## GIVEN REQUEST
Omit the images, then print each record below exactly as it reads.

# Start of DATA EXTRACT

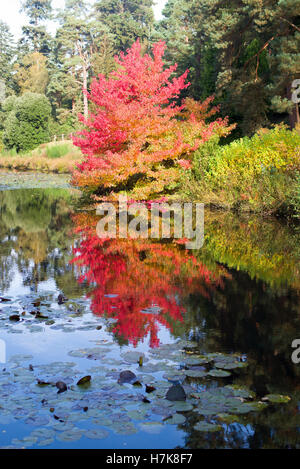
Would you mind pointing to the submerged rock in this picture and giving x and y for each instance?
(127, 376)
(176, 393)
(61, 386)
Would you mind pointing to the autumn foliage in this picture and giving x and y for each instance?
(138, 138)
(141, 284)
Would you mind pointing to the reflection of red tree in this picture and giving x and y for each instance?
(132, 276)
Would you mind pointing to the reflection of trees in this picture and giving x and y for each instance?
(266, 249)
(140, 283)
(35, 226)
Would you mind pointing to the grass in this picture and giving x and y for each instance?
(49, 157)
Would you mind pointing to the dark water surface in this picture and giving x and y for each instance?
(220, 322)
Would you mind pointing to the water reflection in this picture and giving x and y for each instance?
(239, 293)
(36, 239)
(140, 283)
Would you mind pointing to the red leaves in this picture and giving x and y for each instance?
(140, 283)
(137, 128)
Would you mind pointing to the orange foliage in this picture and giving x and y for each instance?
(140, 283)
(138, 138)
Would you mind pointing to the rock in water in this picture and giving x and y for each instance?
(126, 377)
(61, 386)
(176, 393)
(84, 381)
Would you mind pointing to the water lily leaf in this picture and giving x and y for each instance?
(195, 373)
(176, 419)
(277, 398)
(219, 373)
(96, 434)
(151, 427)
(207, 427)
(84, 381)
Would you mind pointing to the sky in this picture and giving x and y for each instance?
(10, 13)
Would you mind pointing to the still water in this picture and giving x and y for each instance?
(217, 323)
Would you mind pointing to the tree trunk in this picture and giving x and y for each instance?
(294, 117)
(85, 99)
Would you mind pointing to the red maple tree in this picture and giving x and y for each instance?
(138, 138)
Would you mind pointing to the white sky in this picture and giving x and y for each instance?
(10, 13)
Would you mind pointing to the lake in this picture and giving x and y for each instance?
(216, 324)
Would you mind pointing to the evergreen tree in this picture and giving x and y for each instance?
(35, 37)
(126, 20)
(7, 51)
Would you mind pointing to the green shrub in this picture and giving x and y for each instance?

# End of DATA EXTRACT

## COMPLETE OUTPUT
Would you mind pointing to the submerged rock in this picture and giving x and y for each instance?
(127, 376)
(176, 393)
(61, 386)
Would you mind pointing to the autumn foliage in this picture and giving x and y for each instance?
(138, 138)
(141, 284)
Would you mind pointing to the reflection of red tree in this picture and giving x and y for each instance?
(132, 276)
Would you mind pointing to the reflection of trees in this picture and giving x and y for each instance?
(266, 249)
(140, 283)
(35, 226)
Would you mind pointing to the grass in this picture and giving x and y for each instance?
(49, 157)
Would you mind pointing to the dark water surface in this picture and giving x and y for each instance?
(220, 322)
Would you mind pointing to the water reflection in this picture and giving x and y for each instance?
(239, 293)
(36, 239)
(140, 283)
Would you mind pointing to the red leaves in this picture and giving x and y for each instance?
(140, 283)
(137, 128)
Would you mind pointing to the orange foliage in this picture and giving x and y for each instance?
(140, 283)
(138, 138)
Would you mind pointing to the rock in water in this picture and giving x and y for each instance?
(126, 377)
(61, 386)
(176, 393)
(84, 381)
Would you mind pointing to the water lily leaf in this picture and giving x and y for each instance?
(195, 373)
(176, 419)
(277, 398)
(219, 373)
(96, 434)
(151, 427)
(207, 427)
(84, 381)
Would you mind pointing to the sky in this picture and giving x and y for each instance?
(10, 13)
Would you mind pointing to the still water in this picture and giving x and y for each instance?
(217, 323)
Would you mind pointing to the tree trunk in this picture and giving x and y for each instance?
(294, 117)
(85, 99)
Would you mind pointing to the red maple tree in this picture and giving x and y for each instance?
(138, 138)
Would you mind pointing to the white sky in this picture and giving x and y for each instance?
(10, 13)
Would you mind pointing to the lake in this picture and giving x and y for each instance?
(216, 324)
Would you mind pointing to the evergreen tree in this picture and giving x and y for each instance?
(35, 37)
(126, 20)
(7, 51)
Would you mind pointing to the green shrub in this picture and giving x and y for each instance?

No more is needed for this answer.